> GIVEN RECORDS:
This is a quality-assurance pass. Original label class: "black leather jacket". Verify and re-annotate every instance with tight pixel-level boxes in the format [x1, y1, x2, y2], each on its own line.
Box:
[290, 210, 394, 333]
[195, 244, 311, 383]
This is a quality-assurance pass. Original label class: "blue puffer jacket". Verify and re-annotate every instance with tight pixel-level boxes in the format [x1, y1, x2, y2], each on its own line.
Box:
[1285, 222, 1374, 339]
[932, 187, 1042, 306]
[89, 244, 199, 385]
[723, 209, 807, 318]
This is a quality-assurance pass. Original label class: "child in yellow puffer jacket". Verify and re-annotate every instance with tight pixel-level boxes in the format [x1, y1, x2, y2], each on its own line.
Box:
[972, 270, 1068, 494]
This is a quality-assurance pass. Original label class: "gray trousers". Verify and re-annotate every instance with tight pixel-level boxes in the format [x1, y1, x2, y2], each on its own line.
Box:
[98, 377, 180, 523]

> WHAT IS REQUIRED: Every line of data must be returned unchanged.

> TASK ANSWER:
This is a quality-assurance pass. Original label class: "black leather jacket". Verify and re-annotate every instance with tight pixel-level boxes in the format [x1, y1, x2, y2], each on its own line.
Box:
[290, 210, 394, 333]
[195, 244, 311, 383]
This is a quality-assurance pass. Original label class: "blue puffer jacket". Verify and re-annotate every instance with tight pixel-level boxes in the format [x1, y1, x2, y2], each on its own line.
Box:
[1285, 222, 1374, 339]
[932, 187, 1042, 306]
[89, 244, 199, 385]
[723, 209, 807, 318]
This is a quality-assurance pass. Original label class: "child in yellow puffer jacket". Verify and re-annotate every instance with tight pixel-level boxes in the format [x1, y1, x2, y2], each on its own line.
Box:
[972, 270, 1068, 494]
This is a quality-assurance pass. Original label class: "gray trousers". Verify and re-annotate every instance with tight pixel-level boxes in the format [x1, y1, x2, y2], each on its own line.
Box:
[98, 377, 180, 523]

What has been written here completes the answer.